> [Problem to solve]
Rewrite the lines from the one holding "occurrence of fluffy" through the final line, inclusive, with "photograph" replaced by "image" and everything else left unchanged.

> [Data excerpts]
# # # # # # #
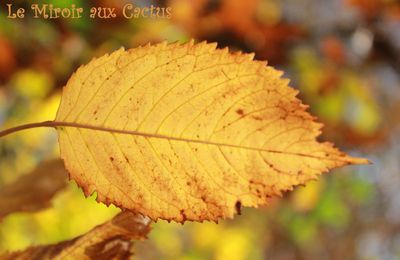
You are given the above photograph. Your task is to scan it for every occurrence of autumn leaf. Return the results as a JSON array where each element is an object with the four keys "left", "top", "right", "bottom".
[
  {"left": 0, "top": 41, "right": 368, "bottom": 222},
  {"left": 0, "top": 212, "right": 150, "bottom": 260},
  {"left": 0, "top": 159, "right": 67, "bottom": 220}
]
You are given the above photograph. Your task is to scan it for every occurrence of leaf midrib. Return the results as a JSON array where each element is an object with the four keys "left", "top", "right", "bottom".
[{"left": 52, "top": 121, "right": 348, "bottom": 162}]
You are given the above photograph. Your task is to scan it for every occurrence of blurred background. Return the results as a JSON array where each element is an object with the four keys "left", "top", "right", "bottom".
[{"left": 0, "top": 0, "right": 400, "bottom": 259}]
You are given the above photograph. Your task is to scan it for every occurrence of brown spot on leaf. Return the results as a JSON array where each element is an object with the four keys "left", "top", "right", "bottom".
[
  {"left": 235, "top": 200, "right": 242, "bottom": 215},
  {"left": 236, "top": 109, "right": 244, "bottom": 116}
]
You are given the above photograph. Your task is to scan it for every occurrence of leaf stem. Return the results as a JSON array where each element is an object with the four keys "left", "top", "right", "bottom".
[{"left": 0, "top": 121, "right": 58, "bottom": 138}]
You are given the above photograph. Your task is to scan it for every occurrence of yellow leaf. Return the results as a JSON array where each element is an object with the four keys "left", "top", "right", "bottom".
[
  {"left": 53, "top": 41, "right": 368, "bottom": 222},
  {"left": 0, "top": 212, "right": 150, "bottom": 260}
]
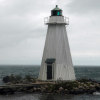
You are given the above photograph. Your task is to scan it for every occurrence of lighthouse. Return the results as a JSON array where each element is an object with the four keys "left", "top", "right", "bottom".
[{"left": 38, "top": 5, "right": 75, "bottom": 81}]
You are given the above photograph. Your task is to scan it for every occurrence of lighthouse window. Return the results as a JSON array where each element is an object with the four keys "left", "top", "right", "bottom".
[{"left": 57, "top": 12, "right": 60, "bottom": 16}]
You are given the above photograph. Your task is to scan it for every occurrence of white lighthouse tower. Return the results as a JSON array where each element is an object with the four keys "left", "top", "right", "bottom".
[{"left": 39, "top": 5, "right": 75, "bottom": 81}]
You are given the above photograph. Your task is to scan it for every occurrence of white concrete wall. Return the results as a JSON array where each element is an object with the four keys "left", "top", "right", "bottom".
[{"left": 39, "top": 16, "right": 75, "bottom": 80}]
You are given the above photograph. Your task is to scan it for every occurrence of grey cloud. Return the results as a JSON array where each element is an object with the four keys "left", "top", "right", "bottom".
[{"left": 67, "top": 0, "right": 100, "bottom": 14}]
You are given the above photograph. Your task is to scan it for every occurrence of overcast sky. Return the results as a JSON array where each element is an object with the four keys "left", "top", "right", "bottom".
[{"left": 0, "top": 0, "right": 100, "bottom": 65}]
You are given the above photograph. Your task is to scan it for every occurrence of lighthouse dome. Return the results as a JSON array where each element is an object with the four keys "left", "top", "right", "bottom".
[{"left": 51, "top": 5, "right": 62, "bottom": 16}]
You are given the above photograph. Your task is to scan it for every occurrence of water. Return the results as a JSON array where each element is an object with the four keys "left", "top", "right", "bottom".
[
  {"left": 0, "top": 65, "right": 100, "bottom": 100},
  {"left": 0, "top": 94, "right": 100, "bottom": 100}
]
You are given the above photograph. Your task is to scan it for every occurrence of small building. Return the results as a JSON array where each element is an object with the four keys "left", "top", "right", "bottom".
[{"left": 38, "top": 5, "right": 75, "bottom": 81}]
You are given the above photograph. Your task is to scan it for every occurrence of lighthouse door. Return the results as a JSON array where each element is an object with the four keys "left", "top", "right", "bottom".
[
  {"left": 47, "top": 64, "right": 52, "bottom": 80},
  {"left": 45, "top": 58, "right": 55, "bottom": 80}
]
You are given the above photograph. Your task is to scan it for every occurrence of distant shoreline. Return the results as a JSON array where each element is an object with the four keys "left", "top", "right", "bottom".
[{"left": 0, "top": 79, "right": 100, "bottom": 95}]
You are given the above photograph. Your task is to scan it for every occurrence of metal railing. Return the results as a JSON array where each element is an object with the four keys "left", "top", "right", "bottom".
[{"left": 44, "top": 17, "right": 69, "bottom": 25}]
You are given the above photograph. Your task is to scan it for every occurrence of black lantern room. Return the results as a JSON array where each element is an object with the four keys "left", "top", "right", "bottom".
[{"left": 51, "top": 5, "right": 62, "bottom": 16}]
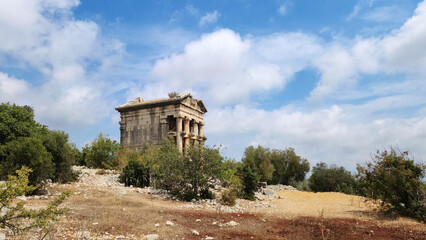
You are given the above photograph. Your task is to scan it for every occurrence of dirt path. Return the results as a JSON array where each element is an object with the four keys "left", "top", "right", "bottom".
[{"left": 4, "top": 169, "right": 426, "bottom": 239}]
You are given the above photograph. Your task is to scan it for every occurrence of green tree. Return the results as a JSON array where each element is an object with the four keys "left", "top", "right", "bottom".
[
  {"left": 309, "top": 162, "right": 357, "bottom": 194},
  {"left": 242, "top": 146, "right": 275, "bottom": 181},
  {"left": 268, "top": 148, "right": 309, "bottom": 187},
  {"left": 0, "top": 137, "right": 55, "bottom": 184},
  {"left": 0, "top": 103, "right": 41, "bottom": 145},
  {"left": 119, "top": 148, "right": 151, "bottom": 187},
  {"left": 357, "top": 148, "right": 426, "bottom": 222},
  {"left": 42, "top": 130, "right": 79, "bottom": 182},
  {"left": 184, "top": 144, "right": 223, "bottom": 199},
  {"left": 83, "top": 133, "right": 122, "bottom": 169},
  {"left": 238, "top": 165, "right": 260, "bottom": 200},
  {"left": 0, "top": 167, "right": 70, "bottom": 233}
]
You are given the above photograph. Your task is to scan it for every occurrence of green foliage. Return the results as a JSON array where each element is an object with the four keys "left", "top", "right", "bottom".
[
  {"left": 268, "top": 148, "right": 309, "bottom": 187},
  {"left": 183, "top": 144, "right": 223, "bottom": 198},
  {"left": 119, "top": 150, "right": 150, "bottom": 187},
  {"left": 309, "top": 162, "right": 357, "bottom": 194},
  {"left": 220, "top": 159, "right": 243, "bottom": 192},
  {"left": 238, "top": 165, "right": 260, "bottom": 200},
  {"left": 83, "top": 133, "right": 123, "bottom": 169},
  {"left": 0, "top": 103, "right": 40, "bottom": 145},
  {"left": 242, "top": 146, "right": 275, "bottom": 181},
  {"left": 153, "top": 140, "right": 223, "bottom": 200},
  {"left": 0, "top": 137, "right": 55, "bottom": 184},
  {"left": 0, "top": 167, "right": 70, "bottom": 233},
  {"left": 42, "top": 130, "right": 80, "bottom": 183},
  {"left": 220, "top": 188, "right": 237, "bottom": 206},
  {"left": 0, "top": 103, "right": 80, "bottom": 184},
  {"left": 357, "top": 148, "right": 426, "bottom": 222}
]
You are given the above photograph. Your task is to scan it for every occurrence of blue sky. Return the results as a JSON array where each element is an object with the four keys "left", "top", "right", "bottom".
[{"left": 0, "top": 0, "right": 426, "bottom": 170}]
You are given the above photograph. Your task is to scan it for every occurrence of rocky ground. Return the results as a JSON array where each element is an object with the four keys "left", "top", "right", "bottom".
[{"left": 0, "top": 167, "right": 426, "bottom": 239}]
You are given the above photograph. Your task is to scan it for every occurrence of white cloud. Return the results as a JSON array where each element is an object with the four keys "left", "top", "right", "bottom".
[
  {"left": 148, "top": 29, "right": 321, "bottom": 104},
  {"left": 278, "top": 4, "right": 287, "bottom": 16},
  {"left": 199, "top": 10, "right": 220, "bottom": 26},
  {"left": 0, "top": 0, "right": 123, "bottom": 127},
  {"left": 361, "top": 5, "right": 408, "bottom": 23},
  {"left": 346, "top": 0, "right": 374, "bottom": 21},
  {"left": 139, "top": 2, "right": 426, "bottom": 170},
  {"left": 205, "top": 105, "right": 426, "bottom": 171}
]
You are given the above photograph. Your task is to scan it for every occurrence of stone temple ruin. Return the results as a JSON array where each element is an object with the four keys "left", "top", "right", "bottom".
[{"left": 115, "top": 93, "right": 207, "bottom": 151}]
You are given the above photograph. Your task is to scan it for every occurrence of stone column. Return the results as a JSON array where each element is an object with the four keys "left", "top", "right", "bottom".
[
  {"left": 176, "top": 116, "right": 182, "bottom": 152},
  {"left": 194, "top": 121, "right": 200, "bottom": 136},
  {"left": 198, "top": 122, "right": 204, "bottom": 137},
  {"left": 183, "top": 118, "right": 190, "bottom": 147}
]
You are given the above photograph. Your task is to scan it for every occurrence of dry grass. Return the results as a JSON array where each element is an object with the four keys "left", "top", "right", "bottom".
[{"left": 8, "top": 172, "right": 426, "bottom": 239}]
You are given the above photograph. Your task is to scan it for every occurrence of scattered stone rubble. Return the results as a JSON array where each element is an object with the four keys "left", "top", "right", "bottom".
[{"left": 0, "top": 166, "right": 297, "bottom": 240}]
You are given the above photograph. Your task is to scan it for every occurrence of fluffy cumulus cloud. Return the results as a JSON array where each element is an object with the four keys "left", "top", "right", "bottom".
[
  {"left": 141, "top": 2, "right": 426, "bottom": 170},
  {"left": 205, "top": 105, "right": 426, "bottom": 170},
  {"left": 199, "top": 11, "right": 220, "bottom": 26},
  {"left": 145, "top": 29, "right": 321, "bottom": 104},
  {"left": 0, "top": 0, "right": 122, "bottom": 126}
]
# # # # # # #
> [Complete response]
You are given the above image. Your task is to scan it for every occurrence of fluffy cumulus cloud. Return the results as a JSON array where each element is an object with the four keys "left", "top", "right", "bottom".
[
  {"left": 141, "top": 2, "right": 426, "bottom": 170},
  {"left": 205, "top": 105, "right": 426, "bottom": 170},
  {"left": 199, "top": 11, "right": 220, "bottom": 26},
  {"left": 145, "top": 29, "right": 321, "bottom": 104},
  {"left": 0, "top": 0, "right": 122, "bottom": 126}
]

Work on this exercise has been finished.